▸ TASK DETAILS:
Print every one of the rows below again, keeping each line unchanged.

▸ DATA SECTION:

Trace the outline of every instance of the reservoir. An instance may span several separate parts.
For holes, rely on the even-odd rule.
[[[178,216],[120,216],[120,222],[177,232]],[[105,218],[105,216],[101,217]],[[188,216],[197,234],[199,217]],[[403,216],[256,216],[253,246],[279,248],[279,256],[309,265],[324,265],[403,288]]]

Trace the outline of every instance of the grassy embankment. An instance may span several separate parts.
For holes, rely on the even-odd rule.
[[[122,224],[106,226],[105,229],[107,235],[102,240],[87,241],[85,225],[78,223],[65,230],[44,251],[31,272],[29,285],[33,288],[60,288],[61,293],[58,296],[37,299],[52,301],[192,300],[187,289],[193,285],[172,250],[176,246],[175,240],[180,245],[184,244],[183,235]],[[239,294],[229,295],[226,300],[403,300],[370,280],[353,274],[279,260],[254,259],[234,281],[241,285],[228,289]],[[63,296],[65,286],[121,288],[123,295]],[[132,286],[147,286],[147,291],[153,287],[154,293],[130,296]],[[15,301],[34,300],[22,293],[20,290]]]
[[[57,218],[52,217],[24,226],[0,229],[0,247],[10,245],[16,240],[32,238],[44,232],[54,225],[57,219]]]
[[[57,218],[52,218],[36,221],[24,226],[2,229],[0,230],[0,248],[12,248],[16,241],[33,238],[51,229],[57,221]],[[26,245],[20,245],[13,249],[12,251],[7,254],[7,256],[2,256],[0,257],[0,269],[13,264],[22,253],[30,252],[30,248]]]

▸ ANSWER FOR THIS EXERCISE:
Trace the outline of every instance of the reservoir. An instance may span several separate parts.
For holes, rely on the even-odd rule.
[[[178,216],[120,216],[120,222],[177,232]],[[105,218],[105,216],[101,217]],[[188,216],[197,234],[199,217]],[[403,216],[256,216],[253,246],[279,248],[279,256],[309,265],[324,265],[403,288]]]

Trace the outline of every instance of the grassy embankment. An instance may span several separate parts.
For holes, rely on the even-odd rule.
[[[122,224],[106,226],[105,229],[107,235],[102,240],[87,241],[85,225],[78,223],[65,230],[44,251],[31,272],[29,285],[33,288],[60,288],[61,293],[58,296],[37,299],[52,301],[192,300],[187,289],[193,285],[172,250],[176,246],[175,240],[180,245],[184,244],[183,235]],[[239,294],[229,295],[226,300],[403,300],[370,280],[353,274],[279,260],[254,259],[234,281],[241,285],[228,289]],[[63,296],[65,286],[121,288],[123,295]],[[132,286],[147,286],[147,291],[153,287],[154,293],[130,296]],[[15,301],[34,300],[22,293],[20,290]]]
[[[57,218],[52,217],[24,226],[0,229],[0,247],[10,245],[16,240],[32,238],[44,232],[54,225],[57,219]]]
[[[57,218],[52,218],[36,221],[24,226],[2,229],[0,230],[0,248],[12,248],[16,241],[33,238],[51,229],[57,221]],[[26,245],[20,245],[13,249],[12,251],[7,254],[7,256],[2,256],[0,257],[0,269],[13,264],[22,253],[30,252],[30,248]]]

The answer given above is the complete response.